Written exercise:
Extract the complete listing and output it unchanged.

* BEGIN *

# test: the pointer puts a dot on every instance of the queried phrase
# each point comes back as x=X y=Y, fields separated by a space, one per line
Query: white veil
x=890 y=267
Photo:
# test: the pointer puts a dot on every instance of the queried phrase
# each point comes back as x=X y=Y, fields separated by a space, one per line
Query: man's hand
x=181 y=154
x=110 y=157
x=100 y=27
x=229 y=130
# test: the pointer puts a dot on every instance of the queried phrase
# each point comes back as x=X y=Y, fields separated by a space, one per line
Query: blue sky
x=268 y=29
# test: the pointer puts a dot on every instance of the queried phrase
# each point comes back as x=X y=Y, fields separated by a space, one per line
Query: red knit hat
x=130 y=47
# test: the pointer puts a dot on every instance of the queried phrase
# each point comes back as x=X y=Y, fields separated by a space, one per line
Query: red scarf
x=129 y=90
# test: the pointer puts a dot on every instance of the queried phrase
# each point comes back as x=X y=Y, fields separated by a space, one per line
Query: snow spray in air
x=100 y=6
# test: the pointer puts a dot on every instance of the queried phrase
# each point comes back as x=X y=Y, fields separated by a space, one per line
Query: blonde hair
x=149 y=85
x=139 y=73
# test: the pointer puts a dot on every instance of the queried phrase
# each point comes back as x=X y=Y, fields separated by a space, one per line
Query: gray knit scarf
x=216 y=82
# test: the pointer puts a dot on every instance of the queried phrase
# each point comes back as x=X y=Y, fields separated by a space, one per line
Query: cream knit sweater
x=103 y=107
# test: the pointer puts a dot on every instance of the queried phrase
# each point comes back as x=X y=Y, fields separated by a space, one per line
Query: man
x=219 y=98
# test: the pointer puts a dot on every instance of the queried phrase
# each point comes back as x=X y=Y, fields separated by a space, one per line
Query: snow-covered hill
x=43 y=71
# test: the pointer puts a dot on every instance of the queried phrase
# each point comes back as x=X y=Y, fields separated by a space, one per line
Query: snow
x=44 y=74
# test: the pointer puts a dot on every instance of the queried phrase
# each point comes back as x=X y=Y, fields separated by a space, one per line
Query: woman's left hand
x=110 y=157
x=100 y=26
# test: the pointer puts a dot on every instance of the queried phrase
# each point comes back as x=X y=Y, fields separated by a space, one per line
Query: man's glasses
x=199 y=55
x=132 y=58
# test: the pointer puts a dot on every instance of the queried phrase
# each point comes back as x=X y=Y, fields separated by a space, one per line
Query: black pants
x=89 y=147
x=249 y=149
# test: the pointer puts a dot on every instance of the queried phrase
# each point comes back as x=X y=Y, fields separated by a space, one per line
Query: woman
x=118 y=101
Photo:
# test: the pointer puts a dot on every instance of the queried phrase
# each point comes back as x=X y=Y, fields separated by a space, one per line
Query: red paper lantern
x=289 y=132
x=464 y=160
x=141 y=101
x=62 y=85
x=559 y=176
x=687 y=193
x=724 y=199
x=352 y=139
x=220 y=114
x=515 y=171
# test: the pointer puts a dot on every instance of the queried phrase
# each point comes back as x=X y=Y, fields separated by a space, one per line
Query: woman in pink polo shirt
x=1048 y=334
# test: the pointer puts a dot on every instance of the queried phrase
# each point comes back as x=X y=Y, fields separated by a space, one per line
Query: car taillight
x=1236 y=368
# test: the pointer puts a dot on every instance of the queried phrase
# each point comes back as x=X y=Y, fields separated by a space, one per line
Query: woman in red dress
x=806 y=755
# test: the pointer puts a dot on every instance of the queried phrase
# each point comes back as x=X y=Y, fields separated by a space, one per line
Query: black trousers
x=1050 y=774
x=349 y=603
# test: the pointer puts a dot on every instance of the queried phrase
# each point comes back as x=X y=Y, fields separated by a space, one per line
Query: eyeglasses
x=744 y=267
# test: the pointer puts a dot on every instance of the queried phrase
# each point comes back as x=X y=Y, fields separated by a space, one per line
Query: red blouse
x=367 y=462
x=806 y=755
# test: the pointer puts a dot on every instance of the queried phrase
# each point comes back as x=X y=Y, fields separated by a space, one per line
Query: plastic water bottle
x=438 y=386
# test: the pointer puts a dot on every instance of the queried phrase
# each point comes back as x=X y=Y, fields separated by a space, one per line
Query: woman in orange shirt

* END *

Correct answer:
# test: the pointer puts a dot on every instance of the queried phrase
# each point comes back as x=X y=Y, fields separated by a space, one per line
Query: white veil
x=890 y=267
Photo:
# test: the pointer puts a dot on every instance of the queried phrase
# each point comes back as x=X y=Y, fields separated by a space, one per line
Query: man's hand
x=181 y=154
x=110 y=157
x=100 y=27
x=229 y=130
# test: the pointer puts a dot on every instance of the queried phrase
# each point comes back as x=X y=Y, fields separated by a space, one per line
Query: blue sky
x=268 y=29
# test: the pointer puts a dot on every instance of the queried phrase
# each point comes back as x=X y=Y, fields separated by a space, one per line
Query: red knit hat
x=130 y=47
# test: the pointer puts a dot on every instance of the queried phrase
# each point comes back as x=X y=Y, fields separated by a space, one per line
Query: red scarf
x=129 y=90
# test: the pointer puts a dot on every instance of the queried phrase
# each point comes back as x=X y=Y, fields separated by a space, one per line
Query: snow spray in air
x=100 y=6
# test: the pointer puts a dot on every instance of the queried phrase
# each point comes back as x=X y=Y, fields separated by a space, one per line
Query: blonde hair
x=149 y=85
x=139 y=73
# test: the pointer puts a dot on every instance of the queried phrase
# each point comes back as x=X y=Y, fields separated by a space, one per line
Query: gray knit scarf
x=216 y=82
# test: the pointer puts a dot on every instance of the queried phrase
# each point comes back as x=X y=Y, fields separated by a space, one per line
Query: cream knit sweater
x=103 y=107
# test: the pointer puts a dot on every instance of the queried phrase
# each point comes back as x=X y=Y, fields separated by a space, one per line
Query: man
x=219 y=98
# test: the pointer puts a dot on every instance of the queried phrase
# each point comes back as x=X y=Y, fields separated by a space, one per line
Query: snow-covered hill
x=43 y=71
# test: the pointer puts a dot on every instance of the queried phrase
# each point comes back as x=X y=Y, fields separated by a space, one per line
Query: snow
x=44 y=74
# test: the pointer puts a dot on every instance of the queried phrase
# each point comes back as x=X y=Y, fields separated by a space, one per line
Query: woman's left hand
x=110 y=157
x=100 y=26
# test: the pointer puts a dot on every instance of the queried phrase
# each point comes back as x=X y=Y, fields separated by a space, one per line
Query: man's glasses
x=199 y=55
x=132 y=58
# test: the pointer puts a dot on every instance of the queried phrase
# each point comes back as x=X y=Y, fields separated by a space, one per line
Query: black pants
x=89 y=147
x=249 y=149
# test: the pointer puts a dot on every instance of the queried phrase
# each point comes back as x=X y=Y, fields separated by a space, one per line
Query: woman
x=118 y=101
Photo:
# test: the pointer puts a dot on every instance of the queried phrase
# each point comes back as x=X y=Y, fields separated by a space, one per line
Query: red paper lantern
x=289 y=132
x=464 y=160
x=141 y=101
x=62 y=85
x=559 y=176
x=687 y=193
x=724 y=199
x=352 y=139
x=220 y=114
x=515 y=171
# test: the pointer puts a dot on every instance of the queried phrase
# each point comes back as x=X y=Y, fields separated by a space, one per line
Query: woman in pink polo shirt
x=1048 y=334
# test: the pointer puts a dot on every instance of the queried phrase
# each point comes back as x=X y=Y, fields separated by a space, one per line
Query: car taillight
x=1236 y=368
# test: the pointer puts a dot on every instance of the queried phrase
# each point comes back as x=X y=Y, fields separated by a space, one per line
Query: woman in red dress
x=806 y=755
# test: the pointer puts a dot on every instance of the queried phrase
# each point comes back as x=X y=Y, fields separated by a space, one per line
Query: black trousers
x=1050 y=774
x=349 y=603
# test: the pointer puts a dot on every instance of the queried phrase
# each point comes back as x=X y=Y, fields separated by a space, one per line
Query: eyeglasses
x=744 y=267
# test: the pointer puts a dot on every instance of the queried phrase
# each point comes back as x=X y=Y, fields separated by a space, one per line
Query: red blouse
x=367 y=462
x=806 y=755
# test: the pointer puts a dot on every instance of the queried phrase
# each point comes back as x=X y=Y, fields separated by a space, one per line
Query: plastic water bottle
x=438 y=386
# test: the pointer puts a dot on every instance of the queried phrase
# each point comes back as x=X y=Y, fields separated by a space, one per line
Query: woman in orange shirt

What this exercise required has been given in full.